## What is needed:
In the listing below, find the line containing "Target: reflection of sky in glass" and the line containing "x=219 y=675". Repeat exactly those two lines and every line between them, nothing more.

*** Extracted information

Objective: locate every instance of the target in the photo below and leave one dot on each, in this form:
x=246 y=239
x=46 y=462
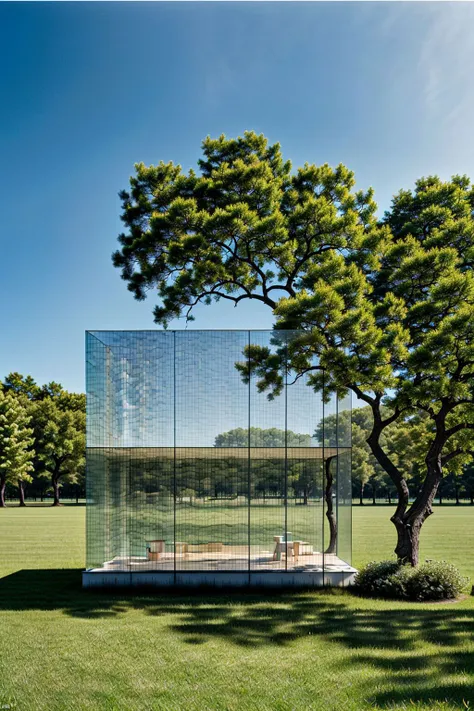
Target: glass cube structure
x=196 y=476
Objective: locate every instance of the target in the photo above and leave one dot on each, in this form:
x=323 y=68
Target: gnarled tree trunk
x=55 y=484
x=408 y=523
x=330 y=515
x=3 y=486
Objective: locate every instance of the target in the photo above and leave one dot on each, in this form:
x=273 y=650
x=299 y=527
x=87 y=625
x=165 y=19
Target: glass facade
x=192 y=467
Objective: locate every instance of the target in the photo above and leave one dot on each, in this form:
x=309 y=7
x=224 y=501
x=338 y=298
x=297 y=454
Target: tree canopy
x=16 y=440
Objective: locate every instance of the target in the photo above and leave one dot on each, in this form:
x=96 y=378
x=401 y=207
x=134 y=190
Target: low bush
x=434 y=580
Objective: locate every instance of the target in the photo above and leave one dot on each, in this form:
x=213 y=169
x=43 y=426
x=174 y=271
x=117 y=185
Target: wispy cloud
x=446 y=60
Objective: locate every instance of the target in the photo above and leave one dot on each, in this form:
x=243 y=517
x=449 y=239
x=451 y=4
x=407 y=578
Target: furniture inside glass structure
x=195 y=476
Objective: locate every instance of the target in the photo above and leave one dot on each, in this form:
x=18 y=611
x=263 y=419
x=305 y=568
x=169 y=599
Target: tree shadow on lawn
x=423 y=655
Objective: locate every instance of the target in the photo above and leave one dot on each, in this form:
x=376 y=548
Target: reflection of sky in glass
x=160 y=388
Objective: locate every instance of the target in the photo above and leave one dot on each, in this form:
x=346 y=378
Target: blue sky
x=88 y=89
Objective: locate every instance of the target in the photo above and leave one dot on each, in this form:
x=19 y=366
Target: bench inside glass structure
x=196 y=477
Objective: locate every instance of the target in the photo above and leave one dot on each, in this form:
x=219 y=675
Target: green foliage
x=271 y=437
x=57 y=419
x=60 y=437
x=15 y=442
x=372 y=578
x=386 y=308
x=433 y=580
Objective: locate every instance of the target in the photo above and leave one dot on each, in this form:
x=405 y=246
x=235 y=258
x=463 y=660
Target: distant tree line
x=42 y=439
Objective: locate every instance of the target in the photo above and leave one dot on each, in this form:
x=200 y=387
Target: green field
x=61 y=648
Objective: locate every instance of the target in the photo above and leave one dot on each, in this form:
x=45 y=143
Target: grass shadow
x=418 y=653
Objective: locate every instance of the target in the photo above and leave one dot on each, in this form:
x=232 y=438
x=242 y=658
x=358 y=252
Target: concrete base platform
x=100 y=578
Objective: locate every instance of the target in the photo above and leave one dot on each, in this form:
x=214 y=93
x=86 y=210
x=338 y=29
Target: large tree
x=386 y=307
x=16 y=442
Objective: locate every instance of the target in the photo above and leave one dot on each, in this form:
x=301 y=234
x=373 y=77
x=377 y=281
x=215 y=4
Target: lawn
x=61 y=648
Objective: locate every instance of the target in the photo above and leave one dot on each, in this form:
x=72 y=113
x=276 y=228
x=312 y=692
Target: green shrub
x=372 y=578
x=430 y=581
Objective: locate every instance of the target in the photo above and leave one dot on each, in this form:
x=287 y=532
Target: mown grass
x=61 y=648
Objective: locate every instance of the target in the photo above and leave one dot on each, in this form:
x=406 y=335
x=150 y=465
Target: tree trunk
x=21 y=492
x=330 y=508
x=55 y=483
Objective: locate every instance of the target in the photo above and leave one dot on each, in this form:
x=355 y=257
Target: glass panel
x=212 y=451
x=191 y=467
x=268 y=471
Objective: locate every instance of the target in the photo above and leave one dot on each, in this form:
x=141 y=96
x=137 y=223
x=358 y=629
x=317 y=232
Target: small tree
x=60 y=438
x=16 y=442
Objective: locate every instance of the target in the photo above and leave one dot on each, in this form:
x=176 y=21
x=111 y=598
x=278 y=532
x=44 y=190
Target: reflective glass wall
x=192 y=466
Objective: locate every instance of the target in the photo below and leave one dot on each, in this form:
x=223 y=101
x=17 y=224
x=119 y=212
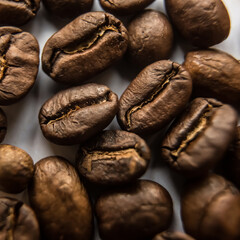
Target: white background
x=23 y=127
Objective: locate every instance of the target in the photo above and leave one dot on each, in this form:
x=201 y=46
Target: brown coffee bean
x=124 y=7
x=172 y=236
x=214 y=74
x=134 y=212
x=113 y=157
x=16 y=169
x=199 y=137
x=76 y=114
x=211 y=209
x=18 y=221
x=154 y=97
x=18 y=12
x=85 y=47
x=18 y=64
x=203 y=23
x=150 y=38
x=60 y=201
x=3 y=125
x=68 y=8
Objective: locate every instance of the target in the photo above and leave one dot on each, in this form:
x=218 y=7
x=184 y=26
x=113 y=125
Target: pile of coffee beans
x=97 y=132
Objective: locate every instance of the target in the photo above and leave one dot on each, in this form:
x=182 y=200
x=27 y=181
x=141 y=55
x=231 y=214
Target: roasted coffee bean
x=85 y=47
x=60 y=201
x=68 y=8
x=3 y=125
x=154 y=97
x=113 y=157
x=18 y=221
x=16 y=169
x=203 y=23
x=18 y=64
x=198 y=139
x=134 y=212
x=214 y=74
x=76 y=114
x=150 y=38
x=17 y=12
x=211 y=209
x=124 y=7
x=172 y=236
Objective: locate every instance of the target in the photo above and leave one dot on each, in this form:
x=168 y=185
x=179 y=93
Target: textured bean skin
x=3 y=125
x=68 y=8
x=17 y=12
x=19 y=59
x=16 y=169
x=199 y=137
x=18 y=221
x=135 y=212
x=210 y=209
x=86 y=46
x=150 y=38
x=214 y=74
x=203 y=23
x=60 y=201
x=74 y=115
x=113 y=158
x=124 y=7
x=151 y=101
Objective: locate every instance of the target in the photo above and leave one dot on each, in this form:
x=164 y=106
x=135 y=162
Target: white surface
x=23 y=127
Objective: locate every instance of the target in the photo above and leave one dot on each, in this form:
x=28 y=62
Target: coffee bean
x=18 y=12
x=18 y=221
x=203 y=23
x=16 y=169
x=124 y=7
x=214 y=74
x=199 y=137
x=68 y=8
x=113 y=157
x=134 y=212
x=85 y=47
x=18 y=64
x=3 y=125
x=60 y=201
x=172 y=236
x=74 y=115
x=211 y=209
x=154 y=97
x=150 y=38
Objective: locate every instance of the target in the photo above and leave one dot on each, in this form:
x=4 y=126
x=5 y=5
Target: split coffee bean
x=135 y=212
x=16 y=169
x=150 y=38
x=86 y=46
x=76 y=114
x=113 y=157
x=18 y=221
x=18 y=12
x=203 y=23
x=3 y=125
x=214 y=74
x=210 y=209
x=154 y=97
x=172 y=236
x=67 y=8
x=19 y=60
x=199 y=137
x=124 y=7
x=60 y=201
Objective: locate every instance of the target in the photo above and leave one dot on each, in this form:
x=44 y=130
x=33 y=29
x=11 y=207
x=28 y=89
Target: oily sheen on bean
x=74 y=115
x=60 y=201
x=84 y=47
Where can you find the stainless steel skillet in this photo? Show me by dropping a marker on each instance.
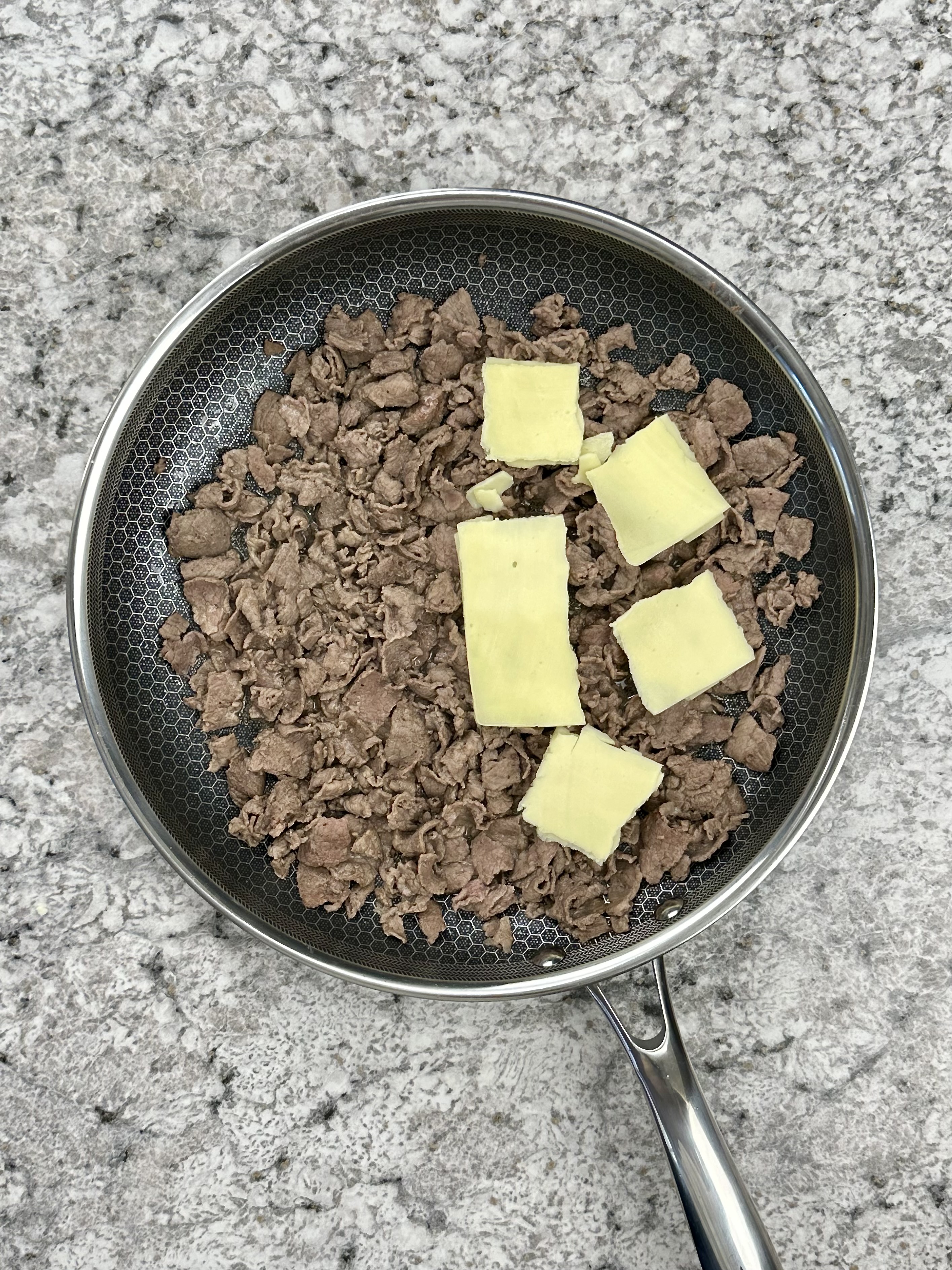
(192, 395)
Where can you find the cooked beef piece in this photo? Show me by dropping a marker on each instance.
(761, 456)
(357, 340)
(201, 533)
(777, 600)
(678, 374)
(724, 405)
(767, 506)
(806, 590)
(794, 536)
(334, 624)
(750, 745)
(773, 679)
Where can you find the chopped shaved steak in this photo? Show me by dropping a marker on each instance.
(322, 576)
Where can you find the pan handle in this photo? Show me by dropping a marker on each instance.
(724, 1224)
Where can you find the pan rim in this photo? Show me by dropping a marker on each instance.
(762, 329)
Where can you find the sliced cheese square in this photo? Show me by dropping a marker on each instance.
(681, 643)
(531, 412)
(515, 577)
(487, 493)
(655, 492)
(586, 789)
(594, 451)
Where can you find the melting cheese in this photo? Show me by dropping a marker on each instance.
(531, 412)
(594, 451)
(655, 492)
(681, 643)
(487, 493)
(586, 789)
(515, 578)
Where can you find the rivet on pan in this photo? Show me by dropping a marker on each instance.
(669, 910)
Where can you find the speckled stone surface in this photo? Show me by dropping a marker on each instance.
(172, 1094)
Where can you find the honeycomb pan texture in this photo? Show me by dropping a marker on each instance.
(201, 400)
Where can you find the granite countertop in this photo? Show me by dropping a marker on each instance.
(174, 1095)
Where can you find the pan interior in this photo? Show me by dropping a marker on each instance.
(200, 402)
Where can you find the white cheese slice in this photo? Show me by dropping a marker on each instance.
(531, 412)
(587, 789)
(487, 493)
(655, 492)
(681, 642)
(515, 578)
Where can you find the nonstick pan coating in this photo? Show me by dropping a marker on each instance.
(193, 395)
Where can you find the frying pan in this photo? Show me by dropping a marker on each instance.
(192, 395)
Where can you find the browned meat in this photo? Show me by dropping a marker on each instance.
(201, 533)
(750, 745)
(777, 601)
(680, 374)
(357, 340)
(806, 590)
(724, 405)
(499, 934)
(767, 506)
(762, 456)
(336, 625)
(794, 536)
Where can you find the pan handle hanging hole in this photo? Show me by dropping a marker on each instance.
(669, 910)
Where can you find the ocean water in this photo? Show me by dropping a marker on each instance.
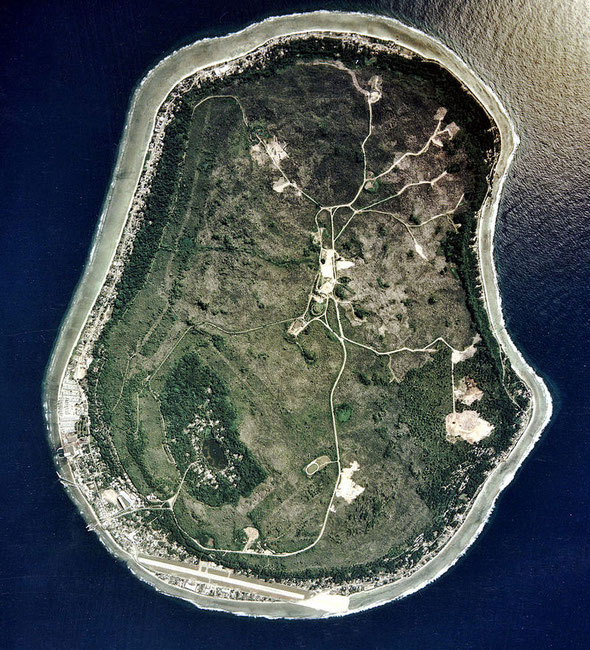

******

## Exercise output:
Target: reflection of sky in glass
x=160 y=388
Objective: locate every instance of the target in the photo above and leave one dot on each, in this form:
x=346 y=378
Target: blue sky
x=88 y=89
Objective: locate every instance of the target in the photo above and leave one dot on each, in this form:
x=19 y=366
Target: bench inside glass structure
x=196 y=477
Objective: locate every instance of the target in the photo above and leave one dot on each, in this form:
x=219 y=675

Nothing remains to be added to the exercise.